:: Brief ::
Beginning with the line that mentions "Point out the team", reproduce every line through the last line of the entries, exactly, and only those.

[Source records]
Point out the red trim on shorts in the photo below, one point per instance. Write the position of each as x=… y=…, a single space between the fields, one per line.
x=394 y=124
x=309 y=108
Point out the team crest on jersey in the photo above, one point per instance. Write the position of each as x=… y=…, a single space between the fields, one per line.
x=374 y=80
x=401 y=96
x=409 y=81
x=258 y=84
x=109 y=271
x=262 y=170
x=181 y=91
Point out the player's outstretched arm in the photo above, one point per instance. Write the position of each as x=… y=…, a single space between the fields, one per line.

:: Exercise output ::
Point out the team crest on jersey in the photo above, one point per instance. Write the position of each as x=… y=…, a single space between the fields, one per line.
x=374 y=80
x=401 y=96
x=409 y=81
x=258 y=84
x=109 y=271
x=262 y=170
x=181 y=91
Point out the player's outstretched arm in the photo above, one point per instance. Write the position of each as x=… y=…, a single space between the fields, one per line.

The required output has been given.